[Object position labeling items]
═══

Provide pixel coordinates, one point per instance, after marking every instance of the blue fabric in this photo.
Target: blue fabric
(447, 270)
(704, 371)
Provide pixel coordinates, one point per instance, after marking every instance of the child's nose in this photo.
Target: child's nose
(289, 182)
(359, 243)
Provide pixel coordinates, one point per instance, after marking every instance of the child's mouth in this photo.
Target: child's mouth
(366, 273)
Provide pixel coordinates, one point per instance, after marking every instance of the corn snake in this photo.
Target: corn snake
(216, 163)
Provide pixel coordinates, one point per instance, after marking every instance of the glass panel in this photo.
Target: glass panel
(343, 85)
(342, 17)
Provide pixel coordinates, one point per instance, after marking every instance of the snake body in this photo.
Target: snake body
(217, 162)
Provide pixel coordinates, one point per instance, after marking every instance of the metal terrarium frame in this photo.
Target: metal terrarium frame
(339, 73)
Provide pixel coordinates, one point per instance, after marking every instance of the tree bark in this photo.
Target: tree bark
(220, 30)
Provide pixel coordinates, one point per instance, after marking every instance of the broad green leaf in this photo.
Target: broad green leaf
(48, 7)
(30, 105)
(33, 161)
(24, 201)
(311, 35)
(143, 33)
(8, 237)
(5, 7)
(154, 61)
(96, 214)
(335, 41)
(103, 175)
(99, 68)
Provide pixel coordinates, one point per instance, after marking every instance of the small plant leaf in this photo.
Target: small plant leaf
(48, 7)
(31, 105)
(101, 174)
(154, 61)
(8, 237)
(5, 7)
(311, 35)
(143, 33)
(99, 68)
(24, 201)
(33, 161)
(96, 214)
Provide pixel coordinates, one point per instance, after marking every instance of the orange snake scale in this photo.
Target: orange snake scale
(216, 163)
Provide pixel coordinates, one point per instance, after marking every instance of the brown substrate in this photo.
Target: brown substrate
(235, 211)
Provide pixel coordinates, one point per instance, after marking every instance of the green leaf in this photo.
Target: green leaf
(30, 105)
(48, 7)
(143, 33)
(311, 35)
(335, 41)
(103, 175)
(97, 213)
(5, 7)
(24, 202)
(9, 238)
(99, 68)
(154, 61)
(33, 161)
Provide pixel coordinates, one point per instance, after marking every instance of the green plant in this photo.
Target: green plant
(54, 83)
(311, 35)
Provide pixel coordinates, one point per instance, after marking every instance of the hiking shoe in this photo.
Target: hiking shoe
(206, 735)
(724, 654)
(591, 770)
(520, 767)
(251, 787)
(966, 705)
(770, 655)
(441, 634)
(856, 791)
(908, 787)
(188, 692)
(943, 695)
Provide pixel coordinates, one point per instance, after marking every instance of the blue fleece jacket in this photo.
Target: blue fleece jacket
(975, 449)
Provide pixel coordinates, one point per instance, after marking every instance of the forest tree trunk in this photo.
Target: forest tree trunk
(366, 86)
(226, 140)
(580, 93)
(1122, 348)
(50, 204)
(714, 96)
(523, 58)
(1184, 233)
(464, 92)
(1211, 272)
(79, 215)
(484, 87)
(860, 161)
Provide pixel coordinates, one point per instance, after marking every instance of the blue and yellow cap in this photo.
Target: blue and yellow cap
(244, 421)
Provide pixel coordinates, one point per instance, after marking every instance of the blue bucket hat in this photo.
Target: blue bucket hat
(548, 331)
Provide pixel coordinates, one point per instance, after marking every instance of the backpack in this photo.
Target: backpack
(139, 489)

═══

▸ Written request:
Please switch "one point per instance" to "a single point for each instance" everywhere it occurs in the items above, and write all the items out again with everything else unchanged.

▸ Reply to the exercise:
Provide pixel coordinates, a single point for each instance, after marking every instance of the blue fabric in this photo.
Target: blue fabric
(447, 270)
(704, 371)
Provide pixel coordinates, a single point for each instance, after marking every instance of the child's nose in this photo.
Target: child's nose
(289, 182)
(359, 243)
Provide pixel coordinates, a single point for each instance, after marking every instance of the child's mouth in this photo.
Target: child's mouth
(366, 273)
Provide pixel coordinates, a single point for each instance, after marking every instance of the corn snake in this photo.
Target: corn snake
(216, 163)
Provide pixel coordinates, a single point for each instance, after marking every instance of the glass panel in this photo.
Target: glass panel
(343, 85)
(342, 17)
Provide pixel coordinates, a single point for each instance, after marking every instance of the snake body in this photo.
Target: snake body
(217, 162)
Provide pixel coordinates, a single point for each instance, after marking every instance of the metal terrarium frame in this photo.
Target: metal terrarium frame
(339, 73)
Provide pixel coordinates, a single point for each instance, after marking every instance of the tree bark in this photo.
Target: tree bark
(220, 30)
Provide pixel coordinates, a single point for each instance, after marking every instance of the broad green leaf in this photo.
Target: broad green leaf
(48, 7)
(30, 105)
(33, 161)
(24, 201)
(311, 35)
(143, 33)
(8, 237)
(5, 7)
(154, 61)
(96, 214)
(335, 41)
(103, 175)
(99, 68)
Provide pixel coordinates, a single point for each instance, after marking every instance of the small plant leaf in this photo.
Target: small plant leaf
(48, 7)
(31, 105)
(101, 174)
(154, 61)
(8, 237)
(5, 7)
(311, 35)
(143, 33)
(99, 68)
(24, 201)
(33, 161)
(96, 214)
Provide pixel coordinates, a single point for each instance, after marking every instance of the orange snake scale in this photo.
Target: orange snake scale
(216, 163)
Provide pixel coordinates, a single point for each instance, after marking every instance of the brown substrate in this photo.
Target: brown substrate
(235, 211)
Provide pixel coordinates, a single point for each instance, after marking every instance of the green leaf in this photo.
Target: green leaf
(30, 105)
(48, 7)
(143, 33)
(311, 35)
(335, 41)
(103, 175)
(97, 213)
(5, 7)
(24, 202)
(9, 238)
(99, 68)
(154, 61)
(33, 161)
Provide pixel coordinates, a single point for each instance, after marking every instance of the green plant in this photo.
Target: green plant
(54, 83)
(311, 35)
Provide pixel coordinates, a single point for each instance, after marking every instance of the hiking shoe in this photo.
Target: hiking shoe
(206, 735)
(724, 654)
(591, 770)
(520, 767)
(251, 787)
(966, 705)
(770, 655)
(441, 634)
(856, 791)
(908, 787)
(188, 692)
(943, 695)
Provide pixel coordinates, a single point for each instance, after marking every instance of the blue fleece jacket in this photo.
Target: blue fleece jacket
(975, 449)
Provide pixel coordinates, a single point for each instance, after marking every instance of the forest tree trunk in this photo.
Target: forest tree trunk
(366, 86)
(226, 140)
(580, 93)
(1122, 348)
(50, 204)
(714, 96)
(523, 58)
(1184, 233)
(464, 92)
(1211, 272)
(79, 215)
(484, 87)
(860, 161)
Provide pixel coordinates, a single point for each instance, after marking every instance of the blue and yellow cap in this photo.
Target: blue and yellow cap
(244, 421)
Provide pixel coordinates, a single point for each instance, after marking every instance of the blue bucket hat in this photo.
Target: blue bucket hat
(548, 331)
Provide pixel coordinates, a single point for each instance, after marking every instance of the backpack in this photo.
Target: backpack
(139, 489)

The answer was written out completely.